▸ PAGE EXCERPT:
>> BEGIN

It can be a bit confusing, but the gist is that you have 2 chars being show in each line, I would prefer a view where you see the same char with shift and/or ctrl flags, but you can only ask so much



The reason I know this is because in 2004 I was squatting in an apartment with no TV and no internet. So each day after work I would go home and just read manpages for fun.

Ended up learning ipfw through the firewall manpage on FreeBSD, and using my skills to setup and manage an IPFW at work.

It's amazing how much you get done with no TV and no internet. Also played a lot of nethack.


I learned vim proper by reading :help on an eeepc while flying back and forth over the Atlantic alone one year.


Damn, thanks!

Why the hell did I never try this? Maybe because typing ascii table into my favorite search engine and clicking one of the first links was fast enough


I used to do that until the experience became degraded enough, reflecting the general state of the web, that I took the time to look for a better way and found `man ascii`.


Or even simpler use the ascii command, when installed: https://packages.debian.org/bookworm/ascii


> not sure about other *nixes

Should be available on any UNIX, it was added to V7 UNIX back in the 1970s: https://github.com/dspinellis/unix-history-repo/blob/Researc...

Even before that, it existed as a standalone text file https://github.com/dspinellis/unix-history-repo/blob/8cf2a84... This still exists on many systems -- for instance as /usr/share/misc/ascii on MacOS


Similar in FreeBSD. It has octal, hex, decimal, and binary ASCII tables, along with the full names of the control characters.


strange: on MacOS 14.5 I get output for `man ascii` but `ascii` goes "command not found"


On my Linux VM, it's the same, and it's because 'man ascii' comes from man(7), not man(1). It's not a man page for a program. It's just a man page.


Not sure why anyone would downvote your comment, because it is a genuine question

`man` is basically manual documentation on anything on your system, not only commands. Most commands do have a manpage for them, but it is not a requirement. The argument of the command is just the file name for the document


Indeed `man ascii` (on MacOS but the same for Linux for the most part) shows the manpage for 'ASCII(7)' - the '7' denotes the section of the manual the manpage is from. If you use `man man`, you can see the section numbers and names, e.g. Section 1 General Commands, 5 File Formats, 7 Misc Info, 8 System Manager's Manual. If a word, e.g. 'crontab', has multiple entries in different sections, then you might have to specify the section you want, e.g.`man crontab` shows the crontab(1) (General Command) and use `man -s 5 crontab` to see the crontab(5) (File Format). `apropos crontab` will show entries related to crontab, i.e. cron(8), crontab(1), and crontab(5).

>> END

▸ GOAL A: In the page excerpt, what section of the manual is "Misc Info"?

▸ RAW DATA:
>> BEGIN

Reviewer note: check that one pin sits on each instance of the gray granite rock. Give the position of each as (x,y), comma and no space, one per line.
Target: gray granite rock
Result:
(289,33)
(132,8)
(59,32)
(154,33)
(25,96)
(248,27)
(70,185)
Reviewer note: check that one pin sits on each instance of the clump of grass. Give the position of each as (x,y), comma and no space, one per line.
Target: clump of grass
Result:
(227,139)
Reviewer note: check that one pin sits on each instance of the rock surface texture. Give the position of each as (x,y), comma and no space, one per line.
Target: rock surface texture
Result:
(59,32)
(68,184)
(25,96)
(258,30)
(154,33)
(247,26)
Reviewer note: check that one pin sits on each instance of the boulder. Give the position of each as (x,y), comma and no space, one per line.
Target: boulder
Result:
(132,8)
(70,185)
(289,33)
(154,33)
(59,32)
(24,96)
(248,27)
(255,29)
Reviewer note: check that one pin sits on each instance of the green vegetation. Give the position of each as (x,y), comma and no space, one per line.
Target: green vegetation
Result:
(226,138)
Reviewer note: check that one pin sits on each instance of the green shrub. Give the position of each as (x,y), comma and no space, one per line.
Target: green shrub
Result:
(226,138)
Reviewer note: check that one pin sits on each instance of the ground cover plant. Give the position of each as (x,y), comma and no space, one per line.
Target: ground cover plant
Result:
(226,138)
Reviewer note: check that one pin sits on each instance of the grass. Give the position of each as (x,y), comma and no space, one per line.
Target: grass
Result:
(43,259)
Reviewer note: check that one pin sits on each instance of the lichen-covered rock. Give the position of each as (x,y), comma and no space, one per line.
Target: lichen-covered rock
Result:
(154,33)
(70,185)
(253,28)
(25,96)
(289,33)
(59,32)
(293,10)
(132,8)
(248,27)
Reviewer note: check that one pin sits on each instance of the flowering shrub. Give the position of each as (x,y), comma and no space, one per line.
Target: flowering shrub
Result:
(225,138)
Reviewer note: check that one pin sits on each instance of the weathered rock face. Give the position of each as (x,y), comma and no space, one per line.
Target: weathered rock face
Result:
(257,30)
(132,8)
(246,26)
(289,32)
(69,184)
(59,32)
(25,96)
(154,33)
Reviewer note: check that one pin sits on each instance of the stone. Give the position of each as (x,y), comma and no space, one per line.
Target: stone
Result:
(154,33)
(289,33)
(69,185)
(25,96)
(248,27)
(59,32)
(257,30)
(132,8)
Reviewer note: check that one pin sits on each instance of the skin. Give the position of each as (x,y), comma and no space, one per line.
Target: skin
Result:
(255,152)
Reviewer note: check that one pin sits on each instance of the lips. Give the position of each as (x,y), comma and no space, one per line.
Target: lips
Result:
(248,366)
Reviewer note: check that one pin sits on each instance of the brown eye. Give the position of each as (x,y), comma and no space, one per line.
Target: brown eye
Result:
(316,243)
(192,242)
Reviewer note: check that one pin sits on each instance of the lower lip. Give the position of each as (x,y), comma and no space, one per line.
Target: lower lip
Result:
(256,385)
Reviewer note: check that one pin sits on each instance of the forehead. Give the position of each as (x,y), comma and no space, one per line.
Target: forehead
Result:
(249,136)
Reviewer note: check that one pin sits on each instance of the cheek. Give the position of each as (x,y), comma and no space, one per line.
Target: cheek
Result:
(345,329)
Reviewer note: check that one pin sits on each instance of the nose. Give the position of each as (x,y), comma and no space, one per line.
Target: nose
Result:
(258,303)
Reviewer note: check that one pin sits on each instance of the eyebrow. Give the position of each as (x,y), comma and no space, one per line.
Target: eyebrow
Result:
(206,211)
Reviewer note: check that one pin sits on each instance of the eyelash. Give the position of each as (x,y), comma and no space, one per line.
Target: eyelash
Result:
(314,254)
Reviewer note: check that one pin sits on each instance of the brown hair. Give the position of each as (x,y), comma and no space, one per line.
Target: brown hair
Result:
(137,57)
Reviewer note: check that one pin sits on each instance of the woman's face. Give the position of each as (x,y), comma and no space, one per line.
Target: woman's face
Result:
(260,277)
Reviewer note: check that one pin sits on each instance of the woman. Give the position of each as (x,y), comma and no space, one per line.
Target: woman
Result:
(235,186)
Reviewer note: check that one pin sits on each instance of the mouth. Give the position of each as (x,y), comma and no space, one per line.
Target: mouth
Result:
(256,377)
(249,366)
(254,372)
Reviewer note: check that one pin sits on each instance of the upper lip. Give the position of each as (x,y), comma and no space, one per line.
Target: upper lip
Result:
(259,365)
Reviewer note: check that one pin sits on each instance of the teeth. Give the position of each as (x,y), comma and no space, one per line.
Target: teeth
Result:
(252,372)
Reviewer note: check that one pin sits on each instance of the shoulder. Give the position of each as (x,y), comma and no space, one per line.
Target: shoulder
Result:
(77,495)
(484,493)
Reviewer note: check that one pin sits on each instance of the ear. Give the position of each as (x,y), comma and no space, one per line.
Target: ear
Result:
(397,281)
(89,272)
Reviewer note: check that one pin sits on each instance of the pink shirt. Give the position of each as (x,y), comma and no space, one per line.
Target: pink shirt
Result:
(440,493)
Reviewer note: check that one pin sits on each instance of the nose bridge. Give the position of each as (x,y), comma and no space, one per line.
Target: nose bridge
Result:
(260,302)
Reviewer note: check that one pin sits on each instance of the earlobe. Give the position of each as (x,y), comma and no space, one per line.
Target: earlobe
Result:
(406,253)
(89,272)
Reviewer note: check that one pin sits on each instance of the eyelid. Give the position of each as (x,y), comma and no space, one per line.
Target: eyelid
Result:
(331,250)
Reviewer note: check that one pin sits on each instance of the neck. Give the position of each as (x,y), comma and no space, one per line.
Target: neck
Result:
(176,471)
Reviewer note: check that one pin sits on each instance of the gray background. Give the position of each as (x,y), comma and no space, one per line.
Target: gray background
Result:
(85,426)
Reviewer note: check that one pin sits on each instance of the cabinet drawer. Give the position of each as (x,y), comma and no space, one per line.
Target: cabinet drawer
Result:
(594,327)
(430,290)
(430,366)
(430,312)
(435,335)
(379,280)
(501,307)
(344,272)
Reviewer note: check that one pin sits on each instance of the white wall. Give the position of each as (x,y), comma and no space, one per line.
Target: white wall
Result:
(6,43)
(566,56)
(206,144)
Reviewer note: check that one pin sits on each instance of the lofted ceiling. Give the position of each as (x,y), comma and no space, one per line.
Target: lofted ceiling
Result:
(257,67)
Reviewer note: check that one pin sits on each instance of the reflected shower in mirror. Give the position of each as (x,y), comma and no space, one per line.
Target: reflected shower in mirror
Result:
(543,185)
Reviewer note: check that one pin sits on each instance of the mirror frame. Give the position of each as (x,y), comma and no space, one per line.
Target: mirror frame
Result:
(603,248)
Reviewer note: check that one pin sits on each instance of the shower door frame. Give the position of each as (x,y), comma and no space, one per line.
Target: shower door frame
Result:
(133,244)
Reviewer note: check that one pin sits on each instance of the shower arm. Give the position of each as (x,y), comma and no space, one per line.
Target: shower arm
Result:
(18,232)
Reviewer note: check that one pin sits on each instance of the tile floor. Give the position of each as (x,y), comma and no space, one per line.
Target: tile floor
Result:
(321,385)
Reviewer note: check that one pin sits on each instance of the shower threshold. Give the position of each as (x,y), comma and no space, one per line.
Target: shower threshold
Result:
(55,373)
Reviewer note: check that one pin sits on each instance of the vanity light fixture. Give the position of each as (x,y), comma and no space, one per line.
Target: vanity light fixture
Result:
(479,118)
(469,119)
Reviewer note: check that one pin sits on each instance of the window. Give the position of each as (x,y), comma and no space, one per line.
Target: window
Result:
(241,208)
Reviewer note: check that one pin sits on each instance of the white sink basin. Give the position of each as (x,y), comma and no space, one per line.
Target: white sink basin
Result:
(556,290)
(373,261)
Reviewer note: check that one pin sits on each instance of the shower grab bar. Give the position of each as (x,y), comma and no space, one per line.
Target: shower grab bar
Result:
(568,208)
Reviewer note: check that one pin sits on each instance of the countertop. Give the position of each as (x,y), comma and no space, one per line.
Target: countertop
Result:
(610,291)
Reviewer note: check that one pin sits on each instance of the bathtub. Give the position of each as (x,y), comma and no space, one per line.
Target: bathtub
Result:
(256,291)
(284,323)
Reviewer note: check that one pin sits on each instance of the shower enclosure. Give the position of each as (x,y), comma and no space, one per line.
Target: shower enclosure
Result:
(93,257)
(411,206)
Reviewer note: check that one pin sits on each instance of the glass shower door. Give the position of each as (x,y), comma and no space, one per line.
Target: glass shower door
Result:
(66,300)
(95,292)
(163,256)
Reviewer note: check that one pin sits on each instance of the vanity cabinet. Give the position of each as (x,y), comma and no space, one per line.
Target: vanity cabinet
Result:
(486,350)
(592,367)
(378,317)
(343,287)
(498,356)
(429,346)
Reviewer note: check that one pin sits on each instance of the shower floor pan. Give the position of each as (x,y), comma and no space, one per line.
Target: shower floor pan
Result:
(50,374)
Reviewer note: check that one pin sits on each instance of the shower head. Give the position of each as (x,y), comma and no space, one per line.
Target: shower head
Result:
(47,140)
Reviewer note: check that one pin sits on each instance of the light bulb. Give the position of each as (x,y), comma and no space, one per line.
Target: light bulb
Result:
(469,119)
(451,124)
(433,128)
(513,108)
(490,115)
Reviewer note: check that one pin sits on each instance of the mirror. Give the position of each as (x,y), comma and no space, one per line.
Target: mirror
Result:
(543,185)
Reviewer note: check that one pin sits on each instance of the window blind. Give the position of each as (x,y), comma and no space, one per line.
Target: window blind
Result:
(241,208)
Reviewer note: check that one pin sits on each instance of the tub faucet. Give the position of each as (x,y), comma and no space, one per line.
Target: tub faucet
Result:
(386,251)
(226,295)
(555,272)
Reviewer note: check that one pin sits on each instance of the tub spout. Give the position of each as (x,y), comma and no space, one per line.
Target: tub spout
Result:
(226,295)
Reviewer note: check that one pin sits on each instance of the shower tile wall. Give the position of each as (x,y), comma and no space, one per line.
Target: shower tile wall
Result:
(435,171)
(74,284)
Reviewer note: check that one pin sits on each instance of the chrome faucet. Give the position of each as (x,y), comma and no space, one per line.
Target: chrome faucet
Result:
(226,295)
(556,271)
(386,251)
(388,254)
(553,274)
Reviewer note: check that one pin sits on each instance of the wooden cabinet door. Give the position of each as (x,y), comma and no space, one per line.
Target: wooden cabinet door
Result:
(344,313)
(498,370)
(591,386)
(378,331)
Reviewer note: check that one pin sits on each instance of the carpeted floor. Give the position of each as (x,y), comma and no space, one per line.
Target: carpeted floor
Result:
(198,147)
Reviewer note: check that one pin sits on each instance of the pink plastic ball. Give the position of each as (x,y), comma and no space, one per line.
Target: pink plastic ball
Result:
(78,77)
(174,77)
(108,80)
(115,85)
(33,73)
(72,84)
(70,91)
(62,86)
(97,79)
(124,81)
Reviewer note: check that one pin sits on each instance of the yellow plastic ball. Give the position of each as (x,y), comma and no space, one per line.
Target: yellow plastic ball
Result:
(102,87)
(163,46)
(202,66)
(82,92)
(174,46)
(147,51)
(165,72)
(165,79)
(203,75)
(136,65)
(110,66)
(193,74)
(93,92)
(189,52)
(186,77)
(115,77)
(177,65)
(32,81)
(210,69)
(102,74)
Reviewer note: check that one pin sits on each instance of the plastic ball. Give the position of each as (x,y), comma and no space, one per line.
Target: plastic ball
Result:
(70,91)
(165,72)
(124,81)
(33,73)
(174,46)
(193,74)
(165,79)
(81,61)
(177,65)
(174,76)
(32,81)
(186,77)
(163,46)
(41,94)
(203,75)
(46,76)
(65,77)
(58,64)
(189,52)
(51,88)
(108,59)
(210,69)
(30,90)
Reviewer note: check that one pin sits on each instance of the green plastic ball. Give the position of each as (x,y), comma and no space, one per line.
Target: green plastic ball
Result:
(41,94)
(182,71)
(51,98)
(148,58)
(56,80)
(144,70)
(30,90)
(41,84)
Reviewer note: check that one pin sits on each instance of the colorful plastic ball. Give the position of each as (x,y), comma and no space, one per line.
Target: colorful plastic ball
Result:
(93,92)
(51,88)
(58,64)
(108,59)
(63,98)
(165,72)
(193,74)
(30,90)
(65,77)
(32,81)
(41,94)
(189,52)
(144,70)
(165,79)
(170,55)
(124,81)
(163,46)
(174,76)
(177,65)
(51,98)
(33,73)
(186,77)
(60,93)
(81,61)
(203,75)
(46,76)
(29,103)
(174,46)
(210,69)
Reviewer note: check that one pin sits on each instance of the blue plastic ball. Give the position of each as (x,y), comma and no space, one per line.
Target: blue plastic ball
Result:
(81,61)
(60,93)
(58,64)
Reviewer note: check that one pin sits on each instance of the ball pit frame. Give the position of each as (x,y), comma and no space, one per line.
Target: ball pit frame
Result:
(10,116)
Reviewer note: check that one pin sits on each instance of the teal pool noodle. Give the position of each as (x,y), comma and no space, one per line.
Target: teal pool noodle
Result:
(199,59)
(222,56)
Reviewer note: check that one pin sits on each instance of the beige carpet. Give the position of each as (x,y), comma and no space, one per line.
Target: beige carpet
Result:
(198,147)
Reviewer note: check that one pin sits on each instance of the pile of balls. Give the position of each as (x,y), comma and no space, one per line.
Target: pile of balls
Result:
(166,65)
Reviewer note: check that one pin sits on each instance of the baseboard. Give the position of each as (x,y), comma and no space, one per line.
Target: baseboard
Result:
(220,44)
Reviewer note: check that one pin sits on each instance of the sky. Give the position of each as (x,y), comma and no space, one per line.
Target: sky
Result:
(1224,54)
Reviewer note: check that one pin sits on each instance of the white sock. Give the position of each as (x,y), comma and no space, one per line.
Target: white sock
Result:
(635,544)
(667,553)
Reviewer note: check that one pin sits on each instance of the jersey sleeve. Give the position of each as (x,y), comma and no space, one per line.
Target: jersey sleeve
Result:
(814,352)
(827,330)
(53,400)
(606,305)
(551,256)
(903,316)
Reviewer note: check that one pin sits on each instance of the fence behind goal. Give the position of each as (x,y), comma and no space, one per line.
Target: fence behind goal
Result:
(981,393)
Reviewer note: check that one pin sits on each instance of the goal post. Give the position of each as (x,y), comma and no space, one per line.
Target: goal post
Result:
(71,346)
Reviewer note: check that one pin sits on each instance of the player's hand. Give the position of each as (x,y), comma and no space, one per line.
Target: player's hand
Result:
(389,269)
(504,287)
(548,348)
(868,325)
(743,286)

>> END

▸ GOAL B: Count how many lines in the rows above contain the word "stone", and reply with only that number.

▸ WRITTEN RESPONSE A: Section 7.

▸ WRITTEN RESPONSE B: 2